__EXERCISE DESCRIPTION__
Swap every "pointer" in the data below for "locator", and give all the lines again with nothing else changed.

__GIVEN INFORMATION__

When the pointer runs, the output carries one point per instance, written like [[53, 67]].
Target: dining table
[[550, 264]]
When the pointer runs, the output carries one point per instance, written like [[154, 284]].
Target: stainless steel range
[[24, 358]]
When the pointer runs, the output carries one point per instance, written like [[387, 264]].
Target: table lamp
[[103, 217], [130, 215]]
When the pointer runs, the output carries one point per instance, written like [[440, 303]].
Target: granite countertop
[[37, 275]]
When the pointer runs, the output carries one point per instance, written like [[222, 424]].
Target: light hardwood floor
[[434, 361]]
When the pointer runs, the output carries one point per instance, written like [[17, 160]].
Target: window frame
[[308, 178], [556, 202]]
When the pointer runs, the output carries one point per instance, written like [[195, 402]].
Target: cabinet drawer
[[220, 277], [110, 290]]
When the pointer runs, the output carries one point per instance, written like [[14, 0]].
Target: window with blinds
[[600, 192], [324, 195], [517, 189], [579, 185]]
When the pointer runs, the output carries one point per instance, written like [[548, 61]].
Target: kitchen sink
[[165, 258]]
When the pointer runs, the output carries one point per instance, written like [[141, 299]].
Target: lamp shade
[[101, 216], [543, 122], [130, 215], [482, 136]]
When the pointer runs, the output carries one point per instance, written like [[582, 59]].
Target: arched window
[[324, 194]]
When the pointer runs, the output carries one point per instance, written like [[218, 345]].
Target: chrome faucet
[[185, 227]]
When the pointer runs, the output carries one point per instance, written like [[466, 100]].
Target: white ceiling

__TASK OUTPUT__
When the locator runs, the output carries one point per instance, written like [[53, 67]].
Target: dining table
[[550, 264]]
When the locator runs, the output carries one point per instance, written like [[154, 284]].
Target: stainless steel range
[[24, 358]]
When the locator runs, the output carries one point per instance, written like [[387, 264]].
Target: table lamp
[[103, 217], [130, 215]]
When the locator runs, the output carries one point per instance, written like [[440, 303]].
Target: granite countertop
[[37, 275]]
When the locator runs, the output carries one point per instance, written like [[222, 424]].
Target: light hardwood floor
[[434, 361]]
When the locator runs, the output carries one point per instance, written like [[17, 160]].
Target: window frame
[[308, 178], [556, 202]]
When the locator runs, the output carries one point per instance, written like [[195, 402]].
Target: cabinet drawer
[[220, 277], [110, 290]]
When the locator runs, the output carries one point per instance, written like [[14, 0]].
Target: window with blinds
[[600, 192], [324, 195], [517, 189], [579, 185]]
When the locator runs, the output carries one point per instance, written like [[548, 61]].
Target: kitchen sink
[[165, 258]]
When the locator runs, the output carries one point per instance, written like [[141, 299]].
Target: lamp shade
[[101, 216], [543, 122], [130, 215], [482, 136]]
When the locator runs, the output carries one point per instance, written like [[582, 59]].
Target: arched window
[[324, 194]]
When the locator runs, the output carries one point per instance, written like [[218, 345]].
Target: chrome faucet
[[185, 227]]
When the locator runs, the output carries one point per instance, written like [[466, 100]].
Target: white ceiling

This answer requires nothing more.